◆ QUOTED PASSAGE ◆
——————
Before you leave the U.S., also check the expiration date on your passport. To be readmitted as a nonimmigrant, you must have a passport valid for six months beyond your period of contemplated stay in the U.S. In practice, if your passport is only good for eight months the immigration inspector will ordinarily admit for two.
If you depart the U.S. by plane, and if you were issued a paper I-94 by CBP, be sure to turn it in to the airlines. This returned portion of the form proves you did not violate U.S. laws by staying in the country too long. This is essential to facilitate your return to the U.S. in the future.
Even once you have nonimmigrant status, whenever you apply for a visa or pass through inspection at a port of entry like an airport, the government evaluates whether or not you should be re-admitted to the country. We recommend that our clients consult with our firm before traveling abroad to make sure of eligibility for readmission.
The Immigration and Nationality Act requires employers to verify that each employee, whether a U.S. citizen or a foreign national, is authorized to be employed in the United States. To do so, employers must complete a Form I-9, Employment Eligibility Verification, for each employee:
- New hires: If you are a new hire, the employer should have you complete Section 1 (Employee Information and Verification) of the I-9 at the time of hire. In addition, within 3 days of hire, the employer should complete Section 2 (Employer Review and Verification), including reviewing evidence of your identity and eligibility to work, which will be either (a) your unexpired foreign passport and Form I-94 authorizing work, or (b) your USCIS employment authorization card.
- Re-verifications: If you are a continuing employee whose prior evidence of employment authorization has expired, the employer should immediately complete Section 3 of the I-9 (Updating and Reverification). Or, if the Section 3 of your I-9 was previously filled in, the employer should fill in Section 3 of a new I-9, then write your name on top and attach it to the old I-9. In either case, the employer should review evidence of your eligibility to work.
- Independent contractors: If you are truly an independent contractor and not an “employee,” the employer need not complete an I-9.
Note that USCIS requires use of a new version of Form I-9, effective May 7, 2013, for both new hires and re-verifications.
“E-Verify” is an Internet-based system that some employers use to compare information from the Form I-9 to government records to verify employees’ eligibility to work in the U.S. E-Verify is voluntary for most businesses, but some companies may be required by state law (e.g., in Arizona or Mississippi) or Federal law (e.g., certain Federal contractors and subcontractors).
Our firm is available to provide advice about the I-9 and E-Verify process.
A nonimmigrant authorized to work in the U.S. is eligible for a Social Security Number (SSN).
In contrast, a nonimmigrant who is not authorized to work in the U.S. (for example, B-2 visitors, H-4s dependents, and L-2 children) will not be issued an SSN.
——————
(Data items)

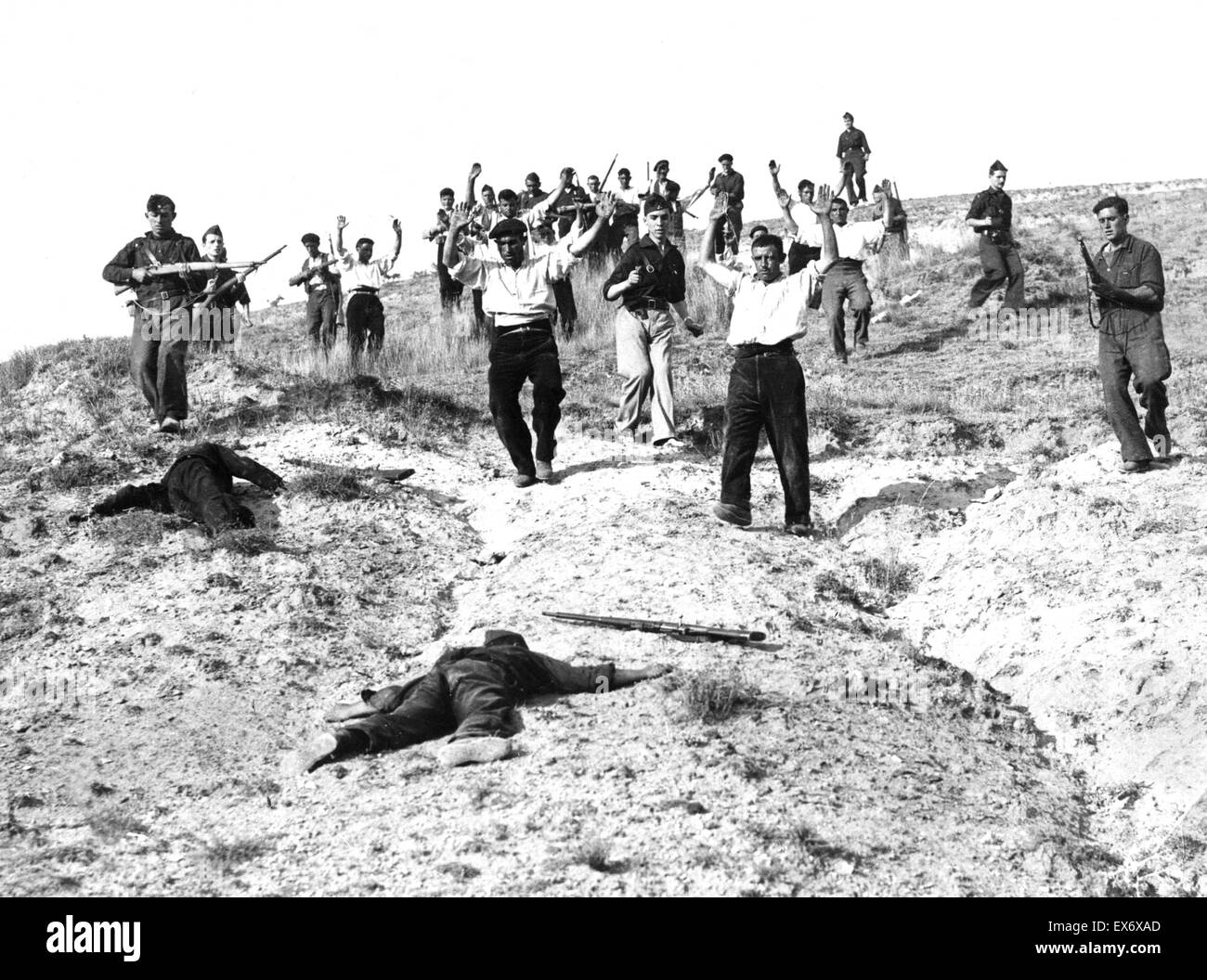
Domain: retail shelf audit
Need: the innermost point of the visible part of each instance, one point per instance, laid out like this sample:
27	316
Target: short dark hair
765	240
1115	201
——————
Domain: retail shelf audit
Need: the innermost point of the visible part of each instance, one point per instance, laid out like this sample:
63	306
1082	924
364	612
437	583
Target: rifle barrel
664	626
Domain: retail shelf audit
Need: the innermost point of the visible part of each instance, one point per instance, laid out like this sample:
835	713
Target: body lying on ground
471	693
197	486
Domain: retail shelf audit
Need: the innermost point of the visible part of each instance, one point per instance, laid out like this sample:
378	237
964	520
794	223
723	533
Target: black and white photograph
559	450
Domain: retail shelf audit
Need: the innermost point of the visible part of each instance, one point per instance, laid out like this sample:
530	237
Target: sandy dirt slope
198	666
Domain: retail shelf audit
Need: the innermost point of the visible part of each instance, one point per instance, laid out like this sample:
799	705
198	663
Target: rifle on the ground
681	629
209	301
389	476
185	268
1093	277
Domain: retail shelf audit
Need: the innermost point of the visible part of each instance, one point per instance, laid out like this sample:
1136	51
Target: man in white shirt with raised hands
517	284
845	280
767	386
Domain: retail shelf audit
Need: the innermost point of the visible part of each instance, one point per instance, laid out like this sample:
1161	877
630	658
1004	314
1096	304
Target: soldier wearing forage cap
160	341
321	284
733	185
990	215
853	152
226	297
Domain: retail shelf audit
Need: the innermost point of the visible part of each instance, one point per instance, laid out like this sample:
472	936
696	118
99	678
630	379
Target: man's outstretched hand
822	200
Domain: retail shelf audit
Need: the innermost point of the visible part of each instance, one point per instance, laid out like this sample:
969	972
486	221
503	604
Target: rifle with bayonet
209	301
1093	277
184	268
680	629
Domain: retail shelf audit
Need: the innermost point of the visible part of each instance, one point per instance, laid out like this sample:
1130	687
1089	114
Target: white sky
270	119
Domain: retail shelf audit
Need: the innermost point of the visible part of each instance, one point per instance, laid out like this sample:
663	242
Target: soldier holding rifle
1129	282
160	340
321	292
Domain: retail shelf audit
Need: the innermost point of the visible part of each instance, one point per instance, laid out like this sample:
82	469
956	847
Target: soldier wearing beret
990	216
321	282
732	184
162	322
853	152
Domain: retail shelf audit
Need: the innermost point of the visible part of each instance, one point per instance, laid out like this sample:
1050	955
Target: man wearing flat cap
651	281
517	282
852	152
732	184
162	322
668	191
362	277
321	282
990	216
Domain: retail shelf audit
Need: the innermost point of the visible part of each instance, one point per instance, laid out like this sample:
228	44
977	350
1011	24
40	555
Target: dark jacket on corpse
——————
◆ THE TASK ◆
According to the immigration guidance text, within how many days of hire should the employer complete Section 2 of Form I-9? The entries are material separate from the immigration guidance text.

◆ EXERCISE OUTPUT ◆
Within 3 days of hire.